:: STATED TASK 1 ::
Count the lines in the entries that contain the string "mirror", treating uppercase and lowercase letters as distinct, and reply with the number alone.

:: PAGE EXTRACT ::
==*==

I usually feel better in a few days. Add stretching and exercise with resistance bands and I’m even better. It would be much easier if I just never partook of these foods that are like poison to my system. But for some reason I forget the pain they cause or I must think I’m invincible. Neither thought process is logical.
I tend to treat my spiritual life much the same way. I know what is good for me and what gunks up the wheels of my spiritual walk, but I do it anyway.
For me, too much TV and my attitudes start imitating art. Too much cynicism on the screen leads to a cynical attitude. A show filled with language I don’t generally use leads to saying words I don’t want my kids to hear.
It’s like being in a place where they speak a different language or dialect and when you go back home friends and family claim you have an accent.
I love a good TV show. There, I admit it, but one thing I will never watch is horror movies or psychological thrillers that are too close to reality. Fear is something I have to be on my guard against all the time. It’s a necessity in my life to trust God so that fear doesn’t invade.
But other matters I haven’t learned so well—especially cop shows. I grew up on them. It’s my fallback relaxation when I just want to chill out. But what I tend to do is stay up late watching show after show until the next thing I know it’s 2 in the morning.
And I have to get up and homeschool my kids whether I want to or not. There goes any chance of devotional time. I can barely drag myself out of bed to make breakfast.
It would be much easier if I just didn’t fill up on junk. So recently I decided to give up my solo TV watching, though I still enjoy shows with family. It’s a part of living my life outside of the box. A small way to show God that I love Him more than my entertainment.
Just like filling up on junk food leaves no room for healthy foods, I have found that filling my mind with too much entertainment (even good stuff) leaves no room for spiritual food. And sometimes a little spiritual detox is in order.
What kind of spiritual junk food keeps you away from where your heart wants to be?

==*==

:: INFORMATION SUPPLIED ::
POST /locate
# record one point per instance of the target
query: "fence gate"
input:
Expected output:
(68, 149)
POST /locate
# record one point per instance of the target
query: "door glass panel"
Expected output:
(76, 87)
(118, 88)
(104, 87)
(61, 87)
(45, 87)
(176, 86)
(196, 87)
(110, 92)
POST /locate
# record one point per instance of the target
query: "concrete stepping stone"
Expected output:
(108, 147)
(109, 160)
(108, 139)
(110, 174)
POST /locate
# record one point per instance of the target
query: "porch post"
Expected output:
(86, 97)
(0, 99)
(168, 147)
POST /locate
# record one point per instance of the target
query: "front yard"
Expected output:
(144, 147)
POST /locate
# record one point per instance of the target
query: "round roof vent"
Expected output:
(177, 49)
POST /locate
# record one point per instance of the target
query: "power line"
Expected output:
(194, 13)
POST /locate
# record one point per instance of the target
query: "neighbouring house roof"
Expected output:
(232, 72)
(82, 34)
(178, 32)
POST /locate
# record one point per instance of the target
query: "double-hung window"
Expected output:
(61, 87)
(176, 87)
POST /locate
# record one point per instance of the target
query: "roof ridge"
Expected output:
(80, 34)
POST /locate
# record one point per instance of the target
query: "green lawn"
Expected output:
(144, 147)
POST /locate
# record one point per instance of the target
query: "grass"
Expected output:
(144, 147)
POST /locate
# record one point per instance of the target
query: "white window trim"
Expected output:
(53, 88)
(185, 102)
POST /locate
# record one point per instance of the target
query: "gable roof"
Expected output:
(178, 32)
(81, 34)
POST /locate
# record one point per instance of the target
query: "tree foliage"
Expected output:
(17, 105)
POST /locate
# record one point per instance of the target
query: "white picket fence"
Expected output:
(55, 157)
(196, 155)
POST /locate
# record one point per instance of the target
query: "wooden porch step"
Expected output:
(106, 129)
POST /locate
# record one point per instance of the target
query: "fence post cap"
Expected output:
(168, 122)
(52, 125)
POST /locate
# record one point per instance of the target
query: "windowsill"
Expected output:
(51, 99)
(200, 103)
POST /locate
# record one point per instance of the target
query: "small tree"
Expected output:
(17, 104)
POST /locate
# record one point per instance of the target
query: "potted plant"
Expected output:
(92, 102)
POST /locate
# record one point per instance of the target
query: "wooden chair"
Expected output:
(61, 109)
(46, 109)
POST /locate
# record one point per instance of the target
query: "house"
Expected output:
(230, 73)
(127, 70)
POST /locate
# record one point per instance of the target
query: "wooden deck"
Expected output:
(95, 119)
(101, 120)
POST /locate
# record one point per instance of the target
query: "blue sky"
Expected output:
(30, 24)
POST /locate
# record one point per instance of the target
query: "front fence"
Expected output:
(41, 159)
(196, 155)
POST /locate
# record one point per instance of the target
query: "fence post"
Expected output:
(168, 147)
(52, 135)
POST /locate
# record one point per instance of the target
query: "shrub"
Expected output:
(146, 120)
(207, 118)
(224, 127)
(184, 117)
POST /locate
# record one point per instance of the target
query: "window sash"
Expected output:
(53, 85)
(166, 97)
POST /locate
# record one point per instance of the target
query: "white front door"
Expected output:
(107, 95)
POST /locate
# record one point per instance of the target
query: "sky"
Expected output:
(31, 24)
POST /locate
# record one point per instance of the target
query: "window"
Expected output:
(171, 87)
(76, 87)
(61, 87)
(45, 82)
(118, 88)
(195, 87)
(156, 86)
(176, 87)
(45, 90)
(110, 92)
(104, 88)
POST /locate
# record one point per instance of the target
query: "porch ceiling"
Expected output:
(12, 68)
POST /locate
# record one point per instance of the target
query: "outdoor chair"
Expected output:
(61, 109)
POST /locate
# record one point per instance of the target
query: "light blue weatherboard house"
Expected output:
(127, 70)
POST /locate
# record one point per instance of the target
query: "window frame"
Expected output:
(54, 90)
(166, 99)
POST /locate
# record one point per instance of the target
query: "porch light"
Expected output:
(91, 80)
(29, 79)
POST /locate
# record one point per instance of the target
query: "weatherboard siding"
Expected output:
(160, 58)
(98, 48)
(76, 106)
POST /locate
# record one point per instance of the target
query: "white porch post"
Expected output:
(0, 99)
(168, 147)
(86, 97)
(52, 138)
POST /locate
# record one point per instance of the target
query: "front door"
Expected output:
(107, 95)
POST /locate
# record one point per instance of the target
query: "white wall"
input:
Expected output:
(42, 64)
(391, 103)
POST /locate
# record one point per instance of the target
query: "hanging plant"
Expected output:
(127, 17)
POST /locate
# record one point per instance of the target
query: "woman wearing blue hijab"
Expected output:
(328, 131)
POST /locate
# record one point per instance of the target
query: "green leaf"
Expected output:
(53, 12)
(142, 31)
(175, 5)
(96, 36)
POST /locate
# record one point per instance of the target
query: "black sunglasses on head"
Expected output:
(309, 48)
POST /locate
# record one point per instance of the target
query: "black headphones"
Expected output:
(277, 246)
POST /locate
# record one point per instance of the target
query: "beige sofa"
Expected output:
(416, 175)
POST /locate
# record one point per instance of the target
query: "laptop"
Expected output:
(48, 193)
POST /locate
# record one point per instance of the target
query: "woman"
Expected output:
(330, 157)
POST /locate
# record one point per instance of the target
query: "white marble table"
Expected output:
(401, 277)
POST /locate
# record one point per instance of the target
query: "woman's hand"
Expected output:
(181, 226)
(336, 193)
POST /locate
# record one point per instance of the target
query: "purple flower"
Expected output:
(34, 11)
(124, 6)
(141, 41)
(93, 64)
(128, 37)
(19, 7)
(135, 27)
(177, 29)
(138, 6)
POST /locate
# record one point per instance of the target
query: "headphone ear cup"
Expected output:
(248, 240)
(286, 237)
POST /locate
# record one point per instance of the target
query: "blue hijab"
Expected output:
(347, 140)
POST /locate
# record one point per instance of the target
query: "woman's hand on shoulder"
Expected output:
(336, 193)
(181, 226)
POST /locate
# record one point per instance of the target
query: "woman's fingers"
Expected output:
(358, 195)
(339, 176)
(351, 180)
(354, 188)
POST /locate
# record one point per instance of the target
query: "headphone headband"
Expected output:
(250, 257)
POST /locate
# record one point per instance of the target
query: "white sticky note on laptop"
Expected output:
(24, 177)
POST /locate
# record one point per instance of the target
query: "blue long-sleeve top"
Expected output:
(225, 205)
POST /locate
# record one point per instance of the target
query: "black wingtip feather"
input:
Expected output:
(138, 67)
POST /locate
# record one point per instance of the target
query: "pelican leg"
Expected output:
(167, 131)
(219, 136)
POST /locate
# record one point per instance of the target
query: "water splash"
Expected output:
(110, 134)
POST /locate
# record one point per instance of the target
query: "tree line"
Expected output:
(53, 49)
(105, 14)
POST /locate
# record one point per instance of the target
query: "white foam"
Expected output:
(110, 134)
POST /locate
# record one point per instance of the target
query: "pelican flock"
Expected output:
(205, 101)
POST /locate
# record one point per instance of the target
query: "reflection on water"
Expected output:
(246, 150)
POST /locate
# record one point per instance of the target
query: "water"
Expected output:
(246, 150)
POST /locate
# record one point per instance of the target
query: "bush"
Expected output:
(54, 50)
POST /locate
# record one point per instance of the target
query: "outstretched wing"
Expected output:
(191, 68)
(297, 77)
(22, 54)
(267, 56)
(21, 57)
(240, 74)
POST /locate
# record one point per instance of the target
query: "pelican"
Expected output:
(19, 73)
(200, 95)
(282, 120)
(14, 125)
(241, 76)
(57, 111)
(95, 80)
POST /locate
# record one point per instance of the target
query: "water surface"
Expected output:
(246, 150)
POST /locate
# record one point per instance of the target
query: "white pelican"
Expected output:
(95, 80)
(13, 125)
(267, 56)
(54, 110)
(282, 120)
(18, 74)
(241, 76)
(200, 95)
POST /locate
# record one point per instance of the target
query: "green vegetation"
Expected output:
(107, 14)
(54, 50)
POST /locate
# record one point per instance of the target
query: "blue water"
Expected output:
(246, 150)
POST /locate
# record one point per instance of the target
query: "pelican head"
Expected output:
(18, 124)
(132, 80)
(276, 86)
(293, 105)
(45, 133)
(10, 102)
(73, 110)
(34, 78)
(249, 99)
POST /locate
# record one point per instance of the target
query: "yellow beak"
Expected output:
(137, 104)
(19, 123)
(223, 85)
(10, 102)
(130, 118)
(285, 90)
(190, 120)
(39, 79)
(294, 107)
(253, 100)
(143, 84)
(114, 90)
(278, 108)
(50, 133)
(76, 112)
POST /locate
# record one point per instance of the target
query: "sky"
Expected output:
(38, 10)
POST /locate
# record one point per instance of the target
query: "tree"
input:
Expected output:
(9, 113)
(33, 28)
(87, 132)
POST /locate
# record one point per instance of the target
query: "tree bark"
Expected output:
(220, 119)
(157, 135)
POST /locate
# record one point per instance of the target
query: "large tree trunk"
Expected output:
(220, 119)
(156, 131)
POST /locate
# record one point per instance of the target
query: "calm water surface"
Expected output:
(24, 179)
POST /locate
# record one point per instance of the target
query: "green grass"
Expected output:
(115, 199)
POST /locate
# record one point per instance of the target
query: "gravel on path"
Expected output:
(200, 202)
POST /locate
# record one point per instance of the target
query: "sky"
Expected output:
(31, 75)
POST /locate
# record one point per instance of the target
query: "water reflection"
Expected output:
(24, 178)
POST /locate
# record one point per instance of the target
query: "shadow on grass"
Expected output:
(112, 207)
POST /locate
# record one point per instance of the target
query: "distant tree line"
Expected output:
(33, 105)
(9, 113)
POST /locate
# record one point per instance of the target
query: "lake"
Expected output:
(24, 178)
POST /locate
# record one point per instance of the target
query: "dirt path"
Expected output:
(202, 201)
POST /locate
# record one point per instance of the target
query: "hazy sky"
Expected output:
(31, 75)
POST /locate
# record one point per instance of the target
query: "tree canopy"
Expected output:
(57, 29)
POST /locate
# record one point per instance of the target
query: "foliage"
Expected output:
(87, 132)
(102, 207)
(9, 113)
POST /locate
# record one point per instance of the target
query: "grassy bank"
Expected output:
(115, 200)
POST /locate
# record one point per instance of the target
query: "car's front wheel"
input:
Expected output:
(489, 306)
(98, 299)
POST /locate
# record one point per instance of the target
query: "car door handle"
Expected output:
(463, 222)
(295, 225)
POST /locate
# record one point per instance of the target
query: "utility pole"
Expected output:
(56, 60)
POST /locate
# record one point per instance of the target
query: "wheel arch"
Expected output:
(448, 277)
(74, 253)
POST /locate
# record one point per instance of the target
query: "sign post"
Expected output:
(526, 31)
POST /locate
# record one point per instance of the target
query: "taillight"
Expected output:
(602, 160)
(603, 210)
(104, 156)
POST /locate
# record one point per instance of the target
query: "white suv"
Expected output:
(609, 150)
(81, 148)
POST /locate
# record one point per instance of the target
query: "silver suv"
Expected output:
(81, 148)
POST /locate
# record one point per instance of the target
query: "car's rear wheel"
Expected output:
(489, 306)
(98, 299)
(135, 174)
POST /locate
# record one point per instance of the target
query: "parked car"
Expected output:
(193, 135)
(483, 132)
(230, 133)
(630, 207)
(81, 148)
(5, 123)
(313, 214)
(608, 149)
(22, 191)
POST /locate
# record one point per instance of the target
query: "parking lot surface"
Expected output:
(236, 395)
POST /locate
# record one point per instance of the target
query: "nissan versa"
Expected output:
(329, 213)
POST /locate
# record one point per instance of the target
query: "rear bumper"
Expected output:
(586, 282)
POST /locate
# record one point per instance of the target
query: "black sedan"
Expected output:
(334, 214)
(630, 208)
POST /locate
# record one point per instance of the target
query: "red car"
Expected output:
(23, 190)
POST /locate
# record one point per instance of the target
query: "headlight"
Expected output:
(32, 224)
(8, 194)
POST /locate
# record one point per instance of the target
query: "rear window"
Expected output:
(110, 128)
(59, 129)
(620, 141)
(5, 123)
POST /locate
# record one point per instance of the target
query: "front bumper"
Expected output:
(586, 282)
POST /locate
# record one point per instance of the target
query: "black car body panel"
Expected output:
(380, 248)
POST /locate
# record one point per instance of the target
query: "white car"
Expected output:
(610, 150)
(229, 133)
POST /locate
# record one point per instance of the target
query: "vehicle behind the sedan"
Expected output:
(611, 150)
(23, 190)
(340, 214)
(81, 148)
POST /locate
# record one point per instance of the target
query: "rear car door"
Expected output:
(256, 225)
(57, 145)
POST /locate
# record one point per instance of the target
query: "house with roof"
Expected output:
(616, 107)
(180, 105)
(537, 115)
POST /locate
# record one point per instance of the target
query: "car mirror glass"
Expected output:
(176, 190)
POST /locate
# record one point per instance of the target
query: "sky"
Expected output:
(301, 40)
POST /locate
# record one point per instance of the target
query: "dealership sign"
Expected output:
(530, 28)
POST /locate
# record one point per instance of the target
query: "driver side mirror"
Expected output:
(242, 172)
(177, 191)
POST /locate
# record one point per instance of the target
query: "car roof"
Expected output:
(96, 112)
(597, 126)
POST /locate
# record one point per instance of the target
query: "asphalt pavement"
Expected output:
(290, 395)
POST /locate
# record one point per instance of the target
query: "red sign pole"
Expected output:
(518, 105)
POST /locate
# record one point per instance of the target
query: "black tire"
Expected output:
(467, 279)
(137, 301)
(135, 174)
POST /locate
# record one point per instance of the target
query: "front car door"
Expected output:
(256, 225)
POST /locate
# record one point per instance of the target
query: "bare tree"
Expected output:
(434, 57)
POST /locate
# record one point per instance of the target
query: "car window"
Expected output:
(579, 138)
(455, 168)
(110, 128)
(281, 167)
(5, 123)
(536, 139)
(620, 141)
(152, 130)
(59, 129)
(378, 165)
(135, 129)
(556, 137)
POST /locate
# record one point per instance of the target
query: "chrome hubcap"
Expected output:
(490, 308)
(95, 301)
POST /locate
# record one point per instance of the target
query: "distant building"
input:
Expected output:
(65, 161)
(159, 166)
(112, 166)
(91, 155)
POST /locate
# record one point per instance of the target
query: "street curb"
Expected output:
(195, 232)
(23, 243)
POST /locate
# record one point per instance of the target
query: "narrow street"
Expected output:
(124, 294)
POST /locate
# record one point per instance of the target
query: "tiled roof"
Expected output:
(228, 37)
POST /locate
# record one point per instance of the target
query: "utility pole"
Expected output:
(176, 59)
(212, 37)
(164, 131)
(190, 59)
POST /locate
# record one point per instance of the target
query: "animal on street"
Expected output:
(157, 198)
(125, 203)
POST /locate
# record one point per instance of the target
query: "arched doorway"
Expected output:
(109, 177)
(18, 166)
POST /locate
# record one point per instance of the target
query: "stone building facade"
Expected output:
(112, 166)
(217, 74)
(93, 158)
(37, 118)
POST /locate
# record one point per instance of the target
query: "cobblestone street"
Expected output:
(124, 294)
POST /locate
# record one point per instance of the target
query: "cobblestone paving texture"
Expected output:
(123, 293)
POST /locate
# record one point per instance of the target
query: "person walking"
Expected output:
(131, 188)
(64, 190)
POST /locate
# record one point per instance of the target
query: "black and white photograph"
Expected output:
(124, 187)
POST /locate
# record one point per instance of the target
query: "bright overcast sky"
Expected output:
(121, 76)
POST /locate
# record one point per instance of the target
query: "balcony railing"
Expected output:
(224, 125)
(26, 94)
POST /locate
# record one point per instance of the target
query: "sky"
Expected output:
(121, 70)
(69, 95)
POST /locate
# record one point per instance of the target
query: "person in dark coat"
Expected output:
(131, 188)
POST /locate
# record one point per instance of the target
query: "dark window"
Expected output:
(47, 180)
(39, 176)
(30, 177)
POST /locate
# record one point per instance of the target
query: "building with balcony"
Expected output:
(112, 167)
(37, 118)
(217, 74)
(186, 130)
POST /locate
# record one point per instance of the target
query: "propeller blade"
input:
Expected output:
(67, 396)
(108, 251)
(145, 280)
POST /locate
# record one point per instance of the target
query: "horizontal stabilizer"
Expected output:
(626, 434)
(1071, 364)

==*==

:: STATED TASK 2 ::
Summarize the passage about television and spiritual life in two sentences.

:: FINAL RESULT 1 ::
2

:: FINAL RESULT 2 ::
The writer likens eating foods that are like poison to their system to a similar pattern in spiritual life, observing that too much TV shapes their attitudes and that staying up late watching cop shows eliminates any chance of devotional time. The writer has therefore given up solo TV watching as a small way to show God that they love Him more than entertainment, having found that too much entertainment leaves no room for spiritual food.